How many lines in the records below contain the string "player"? Reply with the number alone.
□ □ □ □ □ □ □
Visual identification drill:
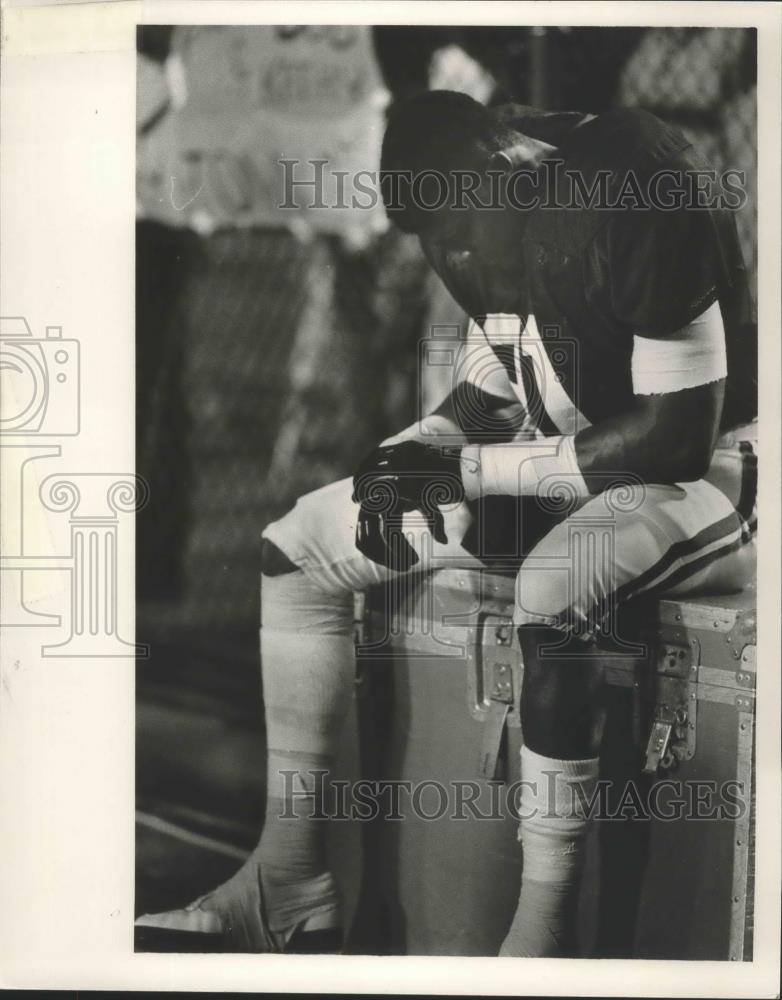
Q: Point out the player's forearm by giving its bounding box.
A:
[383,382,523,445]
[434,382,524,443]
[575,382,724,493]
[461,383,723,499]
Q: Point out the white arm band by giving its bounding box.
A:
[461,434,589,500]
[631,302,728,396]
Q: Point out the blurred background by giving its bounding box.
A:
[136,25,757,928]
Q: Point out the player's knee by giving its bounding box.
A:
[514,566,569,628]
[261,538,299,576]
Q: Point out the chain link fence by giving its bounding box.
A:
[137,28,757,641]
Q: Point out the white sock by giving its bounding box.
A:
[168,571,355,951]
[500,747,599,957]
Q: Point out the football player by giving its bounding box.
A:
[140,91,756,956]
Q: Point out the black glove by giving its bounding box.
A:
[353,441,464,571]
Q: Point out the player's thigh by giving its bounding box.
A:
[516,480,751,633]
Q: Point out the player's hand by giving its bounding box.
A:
□ □ □ □ □ □ □
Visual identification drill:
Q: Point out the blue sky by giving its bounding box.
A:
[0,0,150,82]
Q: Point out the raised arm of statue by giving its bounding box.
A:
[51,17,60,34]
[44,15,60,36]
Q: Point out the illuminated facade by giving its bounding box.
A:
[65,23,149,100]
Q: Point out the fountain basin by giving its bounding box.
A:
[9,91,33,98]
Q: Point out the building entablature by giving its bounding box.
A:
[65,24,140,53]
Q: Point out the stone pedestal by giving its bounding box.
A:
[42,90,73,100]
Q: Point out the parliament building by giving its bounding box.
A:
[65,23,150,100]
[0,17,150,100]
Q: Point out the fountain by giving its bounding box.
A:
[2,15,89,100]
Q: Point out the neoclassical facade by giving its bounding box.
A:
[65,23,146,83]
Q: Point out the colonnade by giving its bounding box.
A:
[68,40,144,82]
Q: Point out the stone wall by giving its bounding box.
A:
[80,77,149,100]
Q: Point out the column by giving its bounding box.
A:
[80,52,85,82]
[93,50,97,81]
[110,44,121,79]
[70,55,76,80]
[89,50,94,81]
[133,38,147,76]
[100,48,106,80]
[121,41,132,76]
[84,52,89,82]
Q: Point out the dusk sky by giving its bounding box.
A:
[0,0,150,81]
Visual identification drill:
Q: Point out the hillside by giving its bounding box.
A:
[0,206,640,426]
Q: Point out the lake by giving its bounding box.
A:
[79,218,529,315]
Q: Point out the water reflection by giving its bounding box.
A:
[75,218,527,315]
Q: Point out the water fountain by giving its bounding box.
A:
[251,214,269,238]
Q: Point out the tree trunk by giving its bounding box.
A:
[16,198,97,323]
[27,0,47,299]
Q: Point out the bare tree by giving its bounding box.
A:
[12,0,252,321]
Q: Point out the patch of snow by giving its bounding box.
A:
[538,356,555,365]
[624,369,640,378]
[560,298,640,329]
□ □ □ □ □ □ □
> _Exercise output_: 5